● **Provided passage**
== Segment start ==

The House Justice Appropriations Subcommittee will receive a presentation from the Florida Department of Corrections about inmate health services and litigation. That’s at 10:30 a.m., Morris Hall, House Office Building.
The House Higher Education Appropriations Subcommittee will discuss university operating budgets and fund balances. That’s at 10:30 a.m., 212 Knott Building.
Republican political operative Roger Stone, recently charged as part of Special Counsel Robert Mueller’s investigation into Russian interference in the 2016 elections, is scheduled to speak to the Gold Coast Tiger Bay Club. That’s at 11:30 a.m., City Fish Market, 7940 Glades Road, Boca Raton.
Democratic state Reps. Joe Geller and Richard Stark, and Sen. Kevin Rader will announce they plan to file a bill to “close gaps in Florida’s hate crime laws.” That’s at 11:30 a.m., 4th-floor rotunda.
The House Agriculture & Natural Resources Subcommittee and the Senate Environment and Natural Resources Committee are scheduled to take up bills that would prohibit the controversial oil- and gas-drilling process known as “fracking” in the state. House Agriculture & Natural Resources, 1:30 p.m., 12 House Office Building, the Capitol. Also, Senate Environment and Natural Resources, 1:30 p.m., 37 Senate Office Building.

== Segment end ==

● **What to do**
In the event schedule, what will the House Higher Education Appropriations Subcommittee discuss?

● **Provided records**
== Segment start ==

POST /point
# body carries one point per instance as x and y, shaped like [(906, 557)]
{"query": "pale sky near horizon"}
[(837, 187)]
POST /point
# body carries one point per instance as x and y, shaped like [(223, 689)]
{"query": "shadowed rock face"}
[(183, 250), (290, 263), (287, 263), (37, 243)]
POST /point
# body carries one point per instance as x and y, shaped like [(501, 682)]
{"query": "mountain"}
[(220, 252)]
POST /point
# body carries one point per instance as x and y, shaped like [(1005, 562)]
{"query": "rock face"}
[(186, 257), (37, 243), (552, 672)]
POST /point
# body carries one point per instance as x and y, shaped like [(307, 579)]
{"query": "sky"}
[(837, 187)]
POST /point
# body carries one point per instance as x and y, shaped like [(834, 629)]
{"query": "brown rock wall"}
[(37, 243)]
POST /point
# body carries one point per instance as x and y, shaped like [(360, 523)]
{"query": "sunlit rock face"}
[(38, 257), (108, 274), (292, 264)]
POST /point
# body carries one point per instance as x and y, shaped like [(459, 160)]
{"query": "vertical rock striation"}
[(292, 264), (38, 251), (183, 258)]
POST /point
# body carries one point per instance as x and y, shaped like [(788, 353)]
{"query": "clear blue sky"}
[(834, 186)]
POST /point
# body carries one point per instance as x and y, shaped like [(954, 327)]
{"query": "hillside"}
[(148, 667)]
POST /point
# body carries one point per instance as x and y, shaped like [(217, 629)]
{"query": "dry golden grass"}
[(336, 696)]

== Segment end ==
== Segment start ==

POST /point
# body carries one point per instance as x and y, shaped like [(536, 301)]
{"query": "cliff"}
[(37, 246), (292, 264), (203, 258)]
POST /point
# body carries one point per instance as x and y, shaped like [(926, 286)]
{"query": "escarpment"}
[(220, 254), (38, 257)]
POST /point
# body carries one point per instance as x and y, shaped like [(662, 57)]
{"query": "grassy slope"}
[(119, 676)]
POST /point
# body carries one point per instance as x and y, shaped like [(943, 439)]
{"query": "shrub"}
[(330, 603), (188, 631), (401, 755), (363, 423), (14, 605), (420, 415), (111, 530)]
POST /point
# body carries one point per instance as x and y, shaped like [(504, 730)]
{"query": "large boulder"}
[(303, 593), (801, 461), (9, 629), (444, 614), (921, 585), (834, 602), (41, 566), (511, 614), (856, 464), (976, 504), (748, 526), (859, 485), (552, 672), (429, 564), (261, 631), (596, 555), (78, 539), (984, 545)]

== Segment end ==
== Segment start ==

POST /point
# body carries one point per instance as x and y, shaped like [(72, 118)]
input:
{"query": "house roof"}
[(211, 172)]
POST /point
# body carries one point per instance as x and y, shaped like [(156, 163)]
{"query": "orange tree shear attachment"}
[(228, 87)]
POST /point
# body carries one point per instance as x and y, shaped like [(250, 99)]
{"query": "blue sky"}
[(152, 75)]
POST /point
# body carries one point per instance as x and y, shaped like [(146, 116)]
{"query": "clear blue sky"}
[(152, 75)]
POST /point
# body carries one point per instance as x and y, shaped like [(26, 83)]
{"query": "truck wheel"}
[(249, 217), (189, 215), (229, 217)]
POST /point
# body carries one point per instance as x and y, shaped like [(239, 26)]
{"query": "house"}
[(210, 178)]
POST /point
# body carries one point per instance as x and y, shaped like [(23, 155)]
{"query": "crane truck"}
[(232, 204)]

== Segment end ==

● **Solution to the exercise**
University operating budgets and fund balances.